TASK INSTRUCTIONS:
Copy out the stretch of the material below from the line containing "corrugated metal roof?" through the line containing "[543,1046,860,1225]", keeping every character the same.

DATA TO PROCESS:
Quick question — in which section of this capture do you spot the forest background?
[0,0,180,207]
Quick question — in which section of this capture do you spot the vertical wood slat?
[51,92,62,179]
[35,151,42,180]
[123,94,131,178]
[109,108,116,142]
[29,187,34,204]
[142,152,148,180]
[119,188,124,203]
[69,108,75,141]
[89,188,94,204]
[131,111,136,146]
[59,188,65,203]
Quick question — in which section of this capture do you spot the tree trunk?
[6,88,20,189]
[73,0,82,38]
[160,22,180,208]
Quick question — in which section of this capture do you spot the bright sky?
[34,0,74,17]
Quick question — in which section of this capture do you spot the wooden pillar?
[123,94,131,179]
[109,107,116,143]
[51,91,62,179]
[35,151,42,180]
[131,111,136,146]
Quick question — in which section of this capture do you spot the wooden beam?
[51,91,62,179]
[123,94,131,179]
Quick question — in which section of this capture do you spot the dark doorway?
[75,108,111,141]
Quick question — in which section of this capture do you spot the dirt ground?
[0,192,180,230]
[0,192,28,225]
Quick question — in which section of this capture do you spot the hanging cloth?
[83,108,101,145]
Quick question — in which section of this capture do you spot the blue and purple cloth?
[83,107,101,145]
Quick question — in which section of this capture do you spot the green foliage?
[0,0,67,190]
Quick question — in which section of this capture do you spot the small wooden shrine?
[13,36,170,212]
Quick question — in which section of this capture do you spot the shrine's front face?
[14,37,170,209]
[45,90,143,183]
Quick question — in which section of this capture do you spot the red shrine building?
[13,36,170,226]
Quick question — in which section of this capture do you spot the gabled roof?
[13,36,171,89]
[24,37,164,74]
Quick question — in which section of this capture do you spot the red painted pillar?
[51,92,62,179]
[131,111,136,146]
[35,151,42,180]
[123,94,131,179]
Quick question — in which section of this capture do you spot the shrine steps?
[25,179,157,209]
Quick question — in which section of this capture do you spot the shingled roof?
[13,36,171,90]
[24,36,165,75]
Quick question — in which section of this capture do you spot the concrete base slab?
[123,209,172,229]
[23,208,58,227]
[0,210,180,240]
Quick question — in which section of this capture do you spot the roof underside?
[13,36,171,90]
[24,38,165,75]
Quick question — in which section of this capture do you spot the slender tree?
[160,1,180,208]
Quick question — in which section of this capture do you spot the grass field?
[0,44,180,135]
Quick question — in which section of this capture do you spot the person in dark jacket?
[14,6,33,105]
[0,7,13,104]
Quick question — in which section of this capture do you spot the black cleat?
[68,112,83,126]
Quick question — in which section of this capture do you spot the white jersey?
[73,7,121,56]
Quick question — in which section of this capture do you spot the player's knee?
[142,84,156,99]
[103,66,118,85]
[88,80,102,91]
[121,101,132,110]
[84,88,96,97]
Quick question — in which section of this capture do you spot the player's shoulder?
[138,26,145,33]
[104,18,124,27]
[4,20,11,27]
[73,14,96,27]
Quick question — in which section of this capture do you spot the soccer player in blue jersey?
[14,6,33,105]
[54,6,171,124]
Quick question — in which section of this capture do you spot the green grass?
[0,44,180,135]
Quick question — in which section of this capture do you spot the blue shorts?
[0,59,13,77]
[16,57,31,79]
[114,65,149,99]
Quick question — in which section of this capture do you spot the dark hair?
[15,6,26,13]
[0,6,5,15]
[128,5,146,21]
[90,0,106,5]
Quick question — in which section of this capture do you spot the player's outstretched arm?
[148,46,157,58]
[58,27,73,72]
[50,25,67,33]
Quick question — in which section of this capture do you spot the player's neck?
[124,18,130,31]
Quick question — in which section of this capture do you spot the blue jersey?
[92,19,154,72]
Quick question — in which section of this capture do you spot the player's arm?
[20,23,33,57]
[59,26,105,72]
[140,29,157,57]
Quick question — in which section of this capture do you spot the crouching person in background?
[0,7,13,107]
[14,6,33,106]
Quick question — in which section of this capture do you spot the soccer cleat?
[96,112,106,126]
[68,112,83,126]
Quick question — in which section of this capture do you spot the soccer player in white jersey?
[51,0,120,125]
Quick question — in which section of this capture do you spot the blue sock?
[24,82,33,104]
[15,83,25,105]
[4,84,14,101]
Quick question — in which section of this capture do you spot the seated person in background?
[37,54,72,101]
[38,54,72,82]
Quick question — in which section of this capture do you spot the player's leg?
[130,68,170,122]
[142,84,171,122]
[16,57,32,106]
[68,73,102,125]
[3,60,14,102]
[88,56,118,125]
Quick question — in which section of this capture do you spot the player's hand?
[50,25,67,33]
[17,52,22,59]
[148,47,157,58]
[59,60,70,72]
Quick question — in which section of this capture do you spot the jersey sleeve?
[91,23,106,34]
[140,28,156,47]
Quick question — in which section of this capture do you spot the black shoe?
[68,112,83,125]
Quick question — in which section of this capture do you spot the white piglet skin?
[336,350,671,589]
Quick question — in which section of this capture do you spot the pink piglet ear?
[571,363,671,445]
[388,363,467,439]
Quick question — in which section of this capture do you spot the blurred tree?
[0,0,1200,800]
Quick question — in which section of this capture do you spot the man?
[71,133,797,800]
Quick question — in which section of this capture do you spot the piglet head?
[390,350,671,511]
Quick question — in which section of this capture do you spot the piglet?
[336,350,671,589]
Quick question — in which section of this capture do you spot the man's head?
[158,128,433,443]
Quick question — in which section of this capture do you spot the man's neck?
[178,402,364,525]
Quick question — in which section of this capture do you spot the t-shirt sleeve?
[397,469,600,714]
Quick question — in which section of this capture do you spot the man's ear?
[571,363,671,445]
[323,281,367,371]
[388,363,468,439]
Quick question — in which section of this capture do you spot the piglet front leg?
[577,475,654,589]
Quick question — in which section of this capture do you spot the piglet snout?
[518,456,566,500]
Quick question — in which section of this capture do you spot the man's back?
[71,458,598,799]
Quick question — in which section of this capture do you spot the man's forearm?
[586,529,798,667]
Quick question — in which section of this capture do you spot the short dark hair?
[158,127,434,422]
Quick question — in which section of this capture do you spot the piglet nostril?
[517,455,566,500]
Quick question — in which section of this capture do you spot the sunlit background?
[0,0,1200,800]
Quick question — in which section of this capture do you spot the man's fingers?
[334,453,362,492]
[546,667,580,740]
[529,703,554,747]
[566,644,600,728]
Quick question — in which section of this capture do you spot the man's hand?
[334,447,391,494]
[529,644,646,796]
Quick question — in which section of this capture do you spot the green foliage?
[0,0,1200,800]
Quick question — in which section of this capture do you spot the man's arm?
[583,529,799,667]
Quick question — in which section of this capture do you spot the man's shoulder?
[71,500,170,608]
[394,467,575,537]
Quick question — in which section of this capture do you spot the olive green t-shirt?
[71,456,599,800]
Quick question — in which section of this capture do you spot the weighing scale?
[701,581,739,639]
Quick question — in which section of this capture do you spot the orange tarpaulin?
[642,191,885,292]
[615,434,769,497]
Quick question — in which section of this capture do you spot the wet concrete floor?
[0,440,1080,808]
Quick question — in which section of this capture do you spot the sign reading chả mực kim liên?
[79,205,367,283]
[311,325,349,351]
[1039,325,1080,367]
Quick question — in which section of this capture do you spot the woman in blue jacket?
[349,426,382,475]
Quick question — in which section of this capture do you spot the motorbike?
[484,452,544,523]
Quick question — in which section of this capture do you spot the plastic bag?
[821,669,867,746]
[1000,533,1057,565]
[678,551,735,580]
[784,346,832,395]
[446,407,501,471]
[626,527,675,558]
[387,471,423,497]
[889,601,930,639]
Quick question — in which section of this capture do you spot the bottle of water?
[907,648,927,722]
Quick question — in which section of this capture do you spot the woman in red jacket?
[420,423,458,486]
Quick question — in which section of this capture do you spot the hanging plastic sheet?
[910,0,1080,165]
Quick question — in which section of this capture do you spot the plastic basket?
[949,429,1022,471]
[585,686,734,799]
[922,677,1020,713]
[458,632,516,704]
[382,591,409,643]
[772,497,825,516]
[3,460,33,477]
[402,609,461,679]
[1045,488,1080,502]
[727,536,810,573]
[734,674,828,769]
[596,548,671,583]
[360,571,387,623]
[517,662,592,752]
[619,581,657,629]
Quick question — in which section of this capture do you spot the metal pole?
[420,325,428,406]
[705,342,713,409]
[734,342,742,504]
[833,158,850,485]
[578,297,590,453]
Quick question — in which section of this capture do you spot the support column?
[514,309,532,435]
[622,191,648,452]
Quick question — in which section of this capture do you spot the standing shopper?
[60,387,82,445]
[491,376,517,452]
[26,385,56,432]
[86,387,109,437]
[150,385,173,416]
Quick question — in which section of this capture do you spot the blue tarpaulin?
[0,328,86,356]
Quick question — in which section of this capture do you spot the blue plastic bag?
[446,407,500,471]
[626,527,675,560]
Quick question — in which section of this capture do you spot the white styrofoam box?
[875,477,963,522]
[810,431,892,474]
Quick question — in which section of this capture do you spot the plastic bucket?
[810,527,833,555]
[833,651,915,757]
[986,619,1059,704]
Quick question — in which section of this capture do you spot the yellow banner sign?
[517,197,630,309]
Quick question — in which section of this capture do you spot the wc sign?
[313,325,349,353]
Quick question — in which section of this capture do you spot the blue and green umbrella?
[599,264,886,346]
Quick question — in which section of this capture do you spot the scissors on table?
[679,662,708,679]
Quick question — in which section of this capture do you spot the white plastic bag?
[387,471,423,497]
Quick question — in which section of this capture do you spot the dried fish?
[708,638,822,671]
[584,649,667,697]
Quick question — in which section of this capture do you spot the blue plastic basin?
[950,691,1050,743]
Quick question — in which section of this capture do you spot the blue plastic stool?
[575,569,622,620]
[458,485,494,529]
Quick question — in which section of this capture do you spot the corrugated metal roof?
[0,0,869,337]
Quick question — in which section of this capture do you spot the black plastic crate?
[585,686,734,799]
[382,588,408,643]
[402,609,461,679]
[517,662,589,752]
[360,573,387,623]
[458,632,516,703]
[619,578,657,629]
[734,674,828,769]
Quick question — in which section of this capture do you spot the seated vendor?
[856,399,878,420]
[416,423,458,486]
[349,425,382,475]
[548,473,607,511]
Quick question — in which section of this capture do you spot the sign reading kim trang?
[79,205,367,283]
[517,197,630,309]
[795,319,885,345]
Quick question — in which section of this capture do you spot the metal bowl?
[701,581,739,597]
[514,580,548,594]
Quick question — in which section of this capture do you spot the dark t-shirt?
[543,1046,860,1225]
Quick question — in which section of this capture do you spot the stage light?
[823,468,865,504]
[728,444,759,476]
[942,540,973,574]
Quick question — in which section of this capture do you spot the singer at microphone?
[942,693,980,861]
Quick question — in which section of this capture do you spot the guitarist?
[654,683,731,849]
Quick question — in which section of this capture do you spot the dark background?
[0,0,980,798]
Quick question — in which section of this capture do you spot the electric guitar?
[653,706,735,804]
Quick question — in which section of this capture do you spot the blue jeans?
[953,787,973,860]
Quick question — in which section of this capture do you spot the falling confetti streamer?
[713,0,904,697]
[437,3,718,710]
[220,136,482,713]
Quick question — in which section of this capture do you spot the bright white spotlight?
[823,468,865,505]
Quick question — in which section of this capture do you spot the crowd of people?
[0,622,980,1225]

RESPONSE TO THIS EXERCISE:
Quick question — in which section of this capture do you spot the corrugated metal roof?
[0,0,869,337]
Quick question — in which section of this capture do you spot the black plastic crate?
[585,686,734,799]
[382,588,408,643]
[402,609,461,679]
[517,662,589,752]
[360,573,387,623]
[458,632,516,703]
[619,578,657,629]
[734,674,828,769]
Quick question — in which section of this capture do you spot the seated vendor?
[856,399,878,420]
[416,423,458,486]
[349,425,382,475]
[548,473,607,511]
Quick question — in which section of this capture do you spot the sign reading kim trang?
[79,205,367,283]
[517,197,630,309]
[795,319,885,345]
Quick question — in which section of this capture do you spot the metal bowl?
[701,581,739,597]
[514,580,548,594]
Quick question — in which section of this capture do you spot the dark t-shirt?
[543,1046,860,1225]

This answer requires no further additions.